#### TEXTE PROPOSÉ ####

Très petit guide agile sans jargon agile

Tim me relance pour une nouvelle question. Il aimerait pour son client une sorte de petit manuel rapide pour assimiler un accompagnement de projet agile. Je lui dis que ce guide de survie à l’agilité existe depuis 10 ans, et sa dernière révision date de 2017. Mais je réalise d’une part qu’il n’est pas si synthétique que cela, qu’il est bourré de fautes (shame), et qu’il utilise beaucoup de jargon agile. Je pense cependant qu’il est encore plus d’actualité aujourd’hui qu’il y a 10 ans vu les dérives auxquelles on assiste. Mais j’ai envie de me prêter à un double jeu : faire quelque chose de succinct, et sans jargon agile.

Voici le très petit guide agile sans jargon agile.

Très petit guide agile sans jargon agile

Comment mener un projet ou bâtir un produit avec une approche agile.

Première semaine, on définit les objectifs clefs du projet, du produit. Il ne doit pas s’agir de réussir le projet ou le produit, ou délivrer le projet ou le produit dans les temps, ce qui ne veut rien dire. Mais bien d’atteindre un ou plusieurs objectifs assez concrets. Assez concrets pour qu’on puisse idéalement les chiffrer pour articuler nos conversations (le chiffre précisément en lui-même reste secondaire). Si je prends le projet imaginaire de l’île de l’Atlantide qui souhaite fabriquer le nouvel outil numérique de saisie et de gestion de son état civil, et surtout empêcher des fraudes (trop présentes en raison du positionnement central de l’île entre les Amériques et l’Europe), les objectifs sont : a) saisir au moins 100 000 de fiches d’état civil les six premiers mois, b) faire baisser les fraudes de 60% sur les immatriculations d’entreprises de non-résidents de l’île. Deux objectifs, trois maximum, car sans focus : pas de progrès, pas de décision rapide.

####

■ OBJECTIF A:
Répondez à ces questions sur le guide agile :
(i) Depuis combien de temps le guide de survie à l'agilité existe-t-il ?
(ii) Quel est le premier objectif fixé pour le projet de l'île de l'Atlantide ?
(iii) Combien d'objectifs faut-il retenir au maximum ?
■ OBJECTIF B: Citez le passage du guide agile qui s'ouvre sur les mots contenant « Tim me relance » et se clôt sur « agile sans jargon agile. ».
■ OBJECTIF C: Poursuivez le guide agile en reprenant après sa dernière phrase.
La liste qui suit n'intervient en rien dans ce travail.

#### MATÉRIEL FOURNI ####

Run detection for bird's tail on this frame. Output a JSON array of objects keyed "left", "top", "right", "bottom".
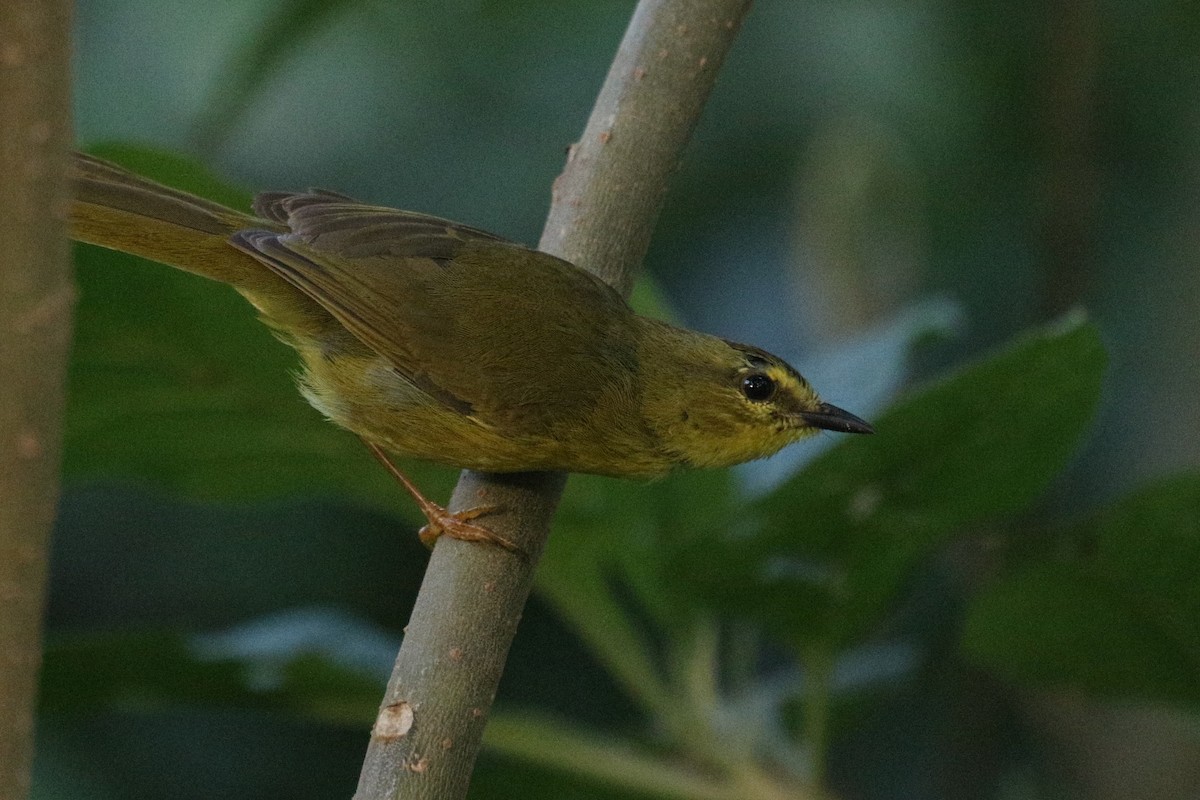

####

■ CORRIGÉ A:
(i) Depuis 10 ans.
(ii) Saisir au moins 100 000 fiches d'état civil les six premiers mois.
(iii) Trois au maximum.

■ CORRIGÉ B:
Tim me relance pour une nouvelle question. Il aimerait pour son client une sorte de petit manuel rapide pour assimiler un accompagnement de projet agile. Je lui dis que ce guide de survie à l’agilité existe depuis 10 ans, et sa dernière révision date de 2017. Mais je réalise d’une part qu’il n’est pas si synthétique que cela, qu’il est bourré de fautes (shame), et qu’il utilise beaucoup de jargon agile. Je pense cependant qu’il est encore plus d’actualité aujourd’hui qu’il y a 10 ans vu les dérives auxquelles on assiste. Mais j’ai envie de me prêter à un double jeu : faire quelque chose de succinct, et sans jargon agile.

Voici le très petit guide agile sans jargon agile.

■ CORRIGÉ C:
Pour réaliser un projet (ou un produit, bon vous avez compris) : cinq acteurs potentiels (faites au mieux, mais soyez honnête avec vous-même : à chaque fois que vous dégradez les principes, vous dégradez vos résultats : oui cela vient de là). 1) Ceux qui fabriquent la solution. 2) Celui ou celle qui définit ce que l’on veut, pourquoi on le veut et qui valide que l’on a bien ce que l’on recherche. 3) Ceux et celles qui sponsorisent le projet (les demandeurs, les payeurs). 4) Ceux et celles qui seront au cœur de l’usage quand le projet fonctionnera (si ce groupe n’existe pas, il faut s’en rapprocher le plus possible, en observant, en mesurant surtout). Et 5) en cinquième celui ou celle qui s’assure que ce que le très petit guide agile sans jargon agile raconte soit bien appliqué (par exemple pas dix objectifs au projet, des objectifs concrets, chiffrés –non pas pour le chiffre– mais pour articuler la conversation : si c’est 60% de fraude en moins ce n’est pas 10%, ni 95%, ce qui changerait la donne).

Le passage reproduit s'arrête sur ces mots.